— PAGE EXTRACT —
--- BEGIN ---

Well, I think growth in international pay television is good for us because of the great content that we have and the content that we have is Fairly universal in appeal. So as entities grow their presence in pay television worldwide, Our content is sought after more and we're monetizing that well. The Marvel TV product that we recently announced is a great example For instance, everything that's Disney branded. In terms of us getting involved directly, we have said for a while that we are going to launch product in Marketplaces around the world that's going to enable us to sell some of our product direct to consumer. I don't want to get too specific about that, but those opportunities To sell directly to consumer and that would be movies, TV and probably other Disney products will be international and domestic in terms of opportunity.

Speaker 7

All right. Fair enough. Thanks, guys.

Speaker 2

Thanks, Todd. Operator, next question please.

Speaker 1

We have David Wang with RBC Capital Markets. Please go ahead.

Speaker 8

Okay. Thanks. I feel like I asked this question about every other quarter when you have just a blowout studio performance here, but I'll take another crack. And if you kind of look back 4 or 5 years ago, the expectation for the Studio was kind of a run rate of like $600,000,000 $700,000,000 of EBIT. And beginning with the first Avengers movie and the just Rollout of this staggering pipeline of intellectual property related to Marvel on top of Pixar and now Lucas, I mean, it sort of looks like you're in a unless something goes just incredibly wrong, there's just been a massive step function up in the earnings Part of the studio that looks to me like a run rate at kind of 1.1%, 1.2% in EBIT.

Can you talk about what your expectations are given the incredible visibility in the pipeline for just kind of like profit Generation for the studio for the next couple of years?

--- END ---

— RECORD SET —
--- BEGIN ---

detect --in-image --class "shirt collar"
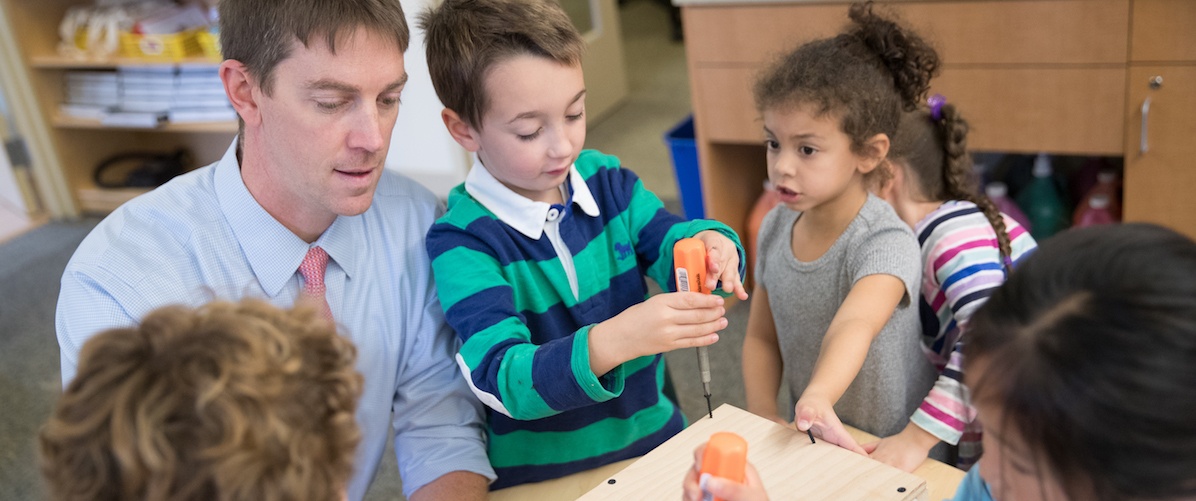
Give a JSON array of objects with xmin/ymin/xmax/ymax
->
[
  {"xmin": 214, "ymin": 139, "xmax": 360, "ymax": 298},
  {"xmin": 465, "ymin": 159, "xmax": 599, "ymax": 240}
]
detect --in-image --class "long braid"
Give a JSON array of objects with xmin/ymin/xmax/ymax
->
[{"xmin": 935, "ymin": 104, "xmax": 1013, "ymax": 270}]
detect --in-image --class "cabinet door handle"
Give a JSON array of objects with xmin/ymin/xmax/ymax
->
[
  {"xmin": 1137, "ymin": 75, "xmax": 1163, "ymax": 154},
  {"xmin": 1137, "ymin": 96, "xmax": 1151, "ymax": 154}
]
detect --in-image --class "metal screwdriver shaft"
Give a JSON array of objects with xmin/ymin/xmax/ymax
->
[{"xmin": 673, "ymin": 238, "xmax": 714, "ymax": 418}]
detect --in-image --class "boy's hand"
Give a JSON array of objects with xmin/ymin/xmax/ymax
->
[
  {"xmin": 682, "ymin": 444, "xmax": 768, "ymax": 501},
  {"xmin": 590, "ymin": 292, "xmax": 727, "ymax": 377},
  {"xmin": 864, "ymin": 422, "xmax": 939, "ymax": 471},
  {"xmin": 793, "ymin": 395, "xmax": 868, "ymax": 456},
  {"xmin": 694, "ymin": 230, "xmax": 748, "ymax": 300}
]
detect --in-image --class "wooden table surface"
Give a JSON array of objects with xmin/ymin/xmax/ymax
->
[{"xmin": 489, "ymin": 404, "xmax": 964, "ymax": 501}]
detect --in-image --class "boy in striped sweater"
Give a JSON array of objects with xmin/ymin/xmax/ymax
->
[{"xmin": 420, "ymin": 0, "xmax": 748, "ymax": 489}]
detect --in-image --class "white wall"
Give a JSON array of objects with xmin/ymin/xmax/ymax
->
[{"xmin": 386, "ymin": 0, "xmax": 472, "ymax": 198}]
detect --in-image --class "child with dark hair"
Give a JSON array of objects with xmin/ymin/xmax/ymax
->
[
  {"xmin": 683, "ymin": 224, "xmax": 1196, "ymax": 501},
  {"xmin": 38, "ymin": 299, "xmax": 362, "ymax": 501},
  {"xmin": 956, "ymin": 224, "xmax": 1196, "ymax": 501},
  {"xmin": 420, "ymin": 0, "xmax": 748, "ymax": 489},
  {"xmin": 743, "ymin": 2, "xmax": 939, "ymax": 453},
  {"xmin": 864, "ymin": 101, "xmax": 1036, "ymax": 471}
]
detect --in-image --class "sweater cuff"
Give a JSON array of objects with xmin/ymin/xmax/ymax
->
[
  {"xmin": 569, "ymin": 325, "xmax": 627, "ymax": 402},
  {"xmin": 909, "ymin": 408, "xmax": 964, "ymax": 445}
]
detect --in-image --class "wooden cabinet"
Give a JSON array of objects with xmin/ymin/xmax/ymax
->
[
  {"xmin": 0, "ymin": 0, "xmax": 237, "ymax": 215},
  {"xmin": 1124, "ymin": 0, "xmax": 1196, "ymax": 238},
  {"xmin": 681, "ymin": 0, "xmax": 1196, "ymax": 242}
]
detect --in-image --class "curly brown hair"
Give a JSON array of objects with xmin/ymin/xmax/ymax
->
[
  {"xmin": 755, "ymin": 1, "xmax": 939, "ymax": 160},
  {"xmin": 419, "ymin": 0, "xmax": 586, "ymax": 129},
  {"xmin": 38, "ymin": 300, "xmax": 361, "ymax": 500}
]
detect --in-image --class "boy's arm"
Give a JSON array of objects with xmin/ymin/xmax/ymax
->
[
  {"xmin": 743, "ymin": 285, "xmax": 788, "ymax": 424},
  {"xmin": 427, "ymin": 222, "xmax": 624, "ymax": 420},
  {"xmin": 798, "ymin": 274, "xmax": 905, "ymax": 416}
]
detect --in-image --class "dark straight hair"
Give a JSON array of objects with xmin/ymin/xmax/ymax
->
[{"xmin": 965, "ymin": 224, "xmax": 1196, "ymax": 500}]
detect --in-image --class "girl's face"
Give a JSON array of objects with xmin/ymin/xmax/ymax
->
[{"xmin": 763, "ymin": 105, "xmax": 887, "ymax": 212}]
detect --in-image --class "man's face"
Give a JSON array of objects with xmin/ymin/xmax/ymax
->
[
  {"xmin": 243, "ymin": 29, "xmax": 407, "ymax": 242},
  {"xmin": 474, "ymin": 55, "xmax": 586, "ymax": 203}
]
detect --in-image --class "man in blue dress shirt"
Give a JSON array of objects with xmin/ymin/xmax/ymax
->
[{"xmin": 56, "ymin": 0, "xmax": 494, "ymax": 500}]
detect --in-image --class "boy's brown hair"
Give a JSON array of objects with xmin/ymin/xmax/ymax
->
[
  {"xmin": 219, "ymin": 0, "xmax": 410, "ymax": 96},
  {"xmin": 38, "ymin": 300, "xmax": 361, "ymax": 500},
  {"xmin": 419, "ymin": 0, "xmax": 586, "ymax": 129}
]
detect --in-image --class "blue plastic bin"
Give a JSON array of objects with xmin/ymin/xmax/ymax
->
[{"xmin": 665, "ymin": 115, "xmax": 706, "ymax": 219}]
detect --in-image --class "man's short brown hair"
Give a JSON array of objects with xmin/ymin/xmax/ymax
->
[
  {"xmin": 38, "ymin": 300, "xmax": 361, "ymax": 501},
  {"xmin": 219, "ymin": 0, "xmax": 410, "ymax": 96},
  {"xmin": 420, "ymin": 0, "xmax": 586, "ymax": 129}
]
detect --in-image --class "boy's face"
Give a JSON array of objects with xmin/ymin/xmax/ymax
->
[
  {"xmin": 466, "ymin": 55, "xmax": 586, "ymax": 203},
  {"xmin": 246, "ymin": 29, "xmax": 407, "ymax": 236}
]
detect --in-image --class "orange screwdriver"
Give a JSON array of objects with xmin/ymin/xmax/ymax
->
[
  {"xmin": 698, "ymin": 432, "xmax": 748, "ymax": 501},
  {"xmin": 673, "ymin": 237, "xmax": 714, "ymax": 417}
]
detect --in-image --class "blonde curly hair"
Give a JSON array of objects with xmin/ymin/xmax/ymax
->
[{"xmin": 38, "ymin": 300, "xmax": 361, "ymax": 501}]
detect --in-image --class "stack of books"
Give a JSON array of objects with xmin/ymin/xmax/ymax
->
[
  {"xmin": 60, "ymin": 63, "xmax": 237, "ymax": 128},
  {"xmin": 59, "ymin": 71, "xmax": 121, "ymax": 120}
]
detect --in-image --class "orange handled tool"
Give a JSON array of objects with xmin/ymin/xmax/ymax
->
[
  {"xmin": 700, "ymin": 432, "xmax": 748, "ymax": 501},
  {"xmin": 673, "ymin": 237, "xmax": 714, "ymax": 417}
]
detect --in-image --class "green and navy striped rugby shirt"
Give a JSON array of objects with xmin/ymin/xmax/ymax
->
[{"xmin": 427, "ymin": 151, "xmax": 743, "ymax": 489}]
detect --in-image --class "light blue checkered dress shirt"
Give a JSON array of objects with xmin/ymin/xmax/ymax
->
[{"xmin": 56, "ymin": 141, "xmax": 494, "ymax": 500}]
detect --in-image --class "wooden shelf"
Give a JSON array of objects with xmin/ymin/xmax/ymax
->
[
  {"xmin": 50, "ymin": 115, "xmax": 238, "ymax": 134},
  {"xmin": 30, "ymin": 54, "xmax": 220, "ymax": 69}
]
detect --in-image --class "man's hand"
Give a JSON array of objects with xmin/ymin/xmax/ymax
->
[
  {"xmin": 682, "ymin": 444, "xmax": 768, "ymax": 501},
  {"xmin": 793, "ymin": 395, "xmax": 868, "ymax": 456},
  {"xmin": 411, "ymin": 471, "xmax": 490, "ymax": 501}
]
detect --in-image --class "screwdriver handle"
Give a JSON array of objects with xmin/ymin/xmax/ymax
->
[
  {"xmin": 673, "ymin": 237, "xmax": 710, "ymax": 294},
  {"xmin": 701, "ymin": 432, "xmax": 748, "ymax": 500}
]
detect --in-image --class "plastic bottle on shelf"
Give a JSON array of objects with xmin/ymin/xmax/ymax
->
[
  {"xmin": 1075, "ymin": 194, "xmax": 1117, "ymax": 227},
  {"xmin": 1017, "ymin": 153, "xmax": 1070, "ymax": 242},
  {"xmin": 1072, "ymin": 170, "xmax": 1122, "ymax": 226},
  {"xmin": 984, "ymin": 181, "xmax": 1032, "ymax": 231}
]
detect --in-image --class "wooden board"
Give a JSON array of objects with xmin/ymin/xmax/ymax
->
[{"xmin": 580, "ymin": 404, "xmax": 929, "ymax": 501}]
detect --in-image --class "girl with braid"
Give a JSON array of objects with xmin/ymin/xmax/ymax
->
[
  {"xmin": 743, "ymin": 4, "xmax": 939, "ymax": 454},
  {"xmin": 864, "ymin": 94, "xmax": 1037, "ymax": 471}
]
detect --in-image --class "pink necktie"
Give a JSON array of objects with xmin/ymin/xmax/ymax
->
[{"xmin": 299, "ymin": 245, "xmax": 332, "ymax": 322}]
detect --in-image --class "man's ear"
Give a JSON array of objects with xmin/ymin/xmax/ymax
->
[
  {"xmin": 860, "ymin": 133, "xmax": 890, "ymax": 173},
  {"xmin": 220, "ymin": 59, "xmax": 262, "ymax": 126},
  {"xmin": 440, "ymin": 108, "xmax": 482, "ymax": 152},
  {"xmin": 872, "ymin": 159, "xmax": 905, "ymax": 203}
]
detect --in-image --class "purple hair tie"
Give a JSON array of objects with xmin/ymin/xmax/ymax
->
[{"xmin": 926, "ymin": 94, "xmax": 947, "ymax": 121}]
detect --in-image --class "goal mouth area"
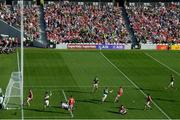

--- END ---

— TO BE DONE —
Answer these questions from the call transcript:
1. What does the first speaker cite as a great example after saying the content is sought after more?
2. Which firm is David Wang with?
3. Besides Marvel, which two names does Speaker 8 mention in describing the studio's pipeline?
The entries were taken from a separate source and have no connection to the call transcript.

— OUTPUT FOR THIS EXERCISE —
1. The Marvel TV product that was recently announced.
2. RBC Capital Markets.
3. Pixar and Lucas.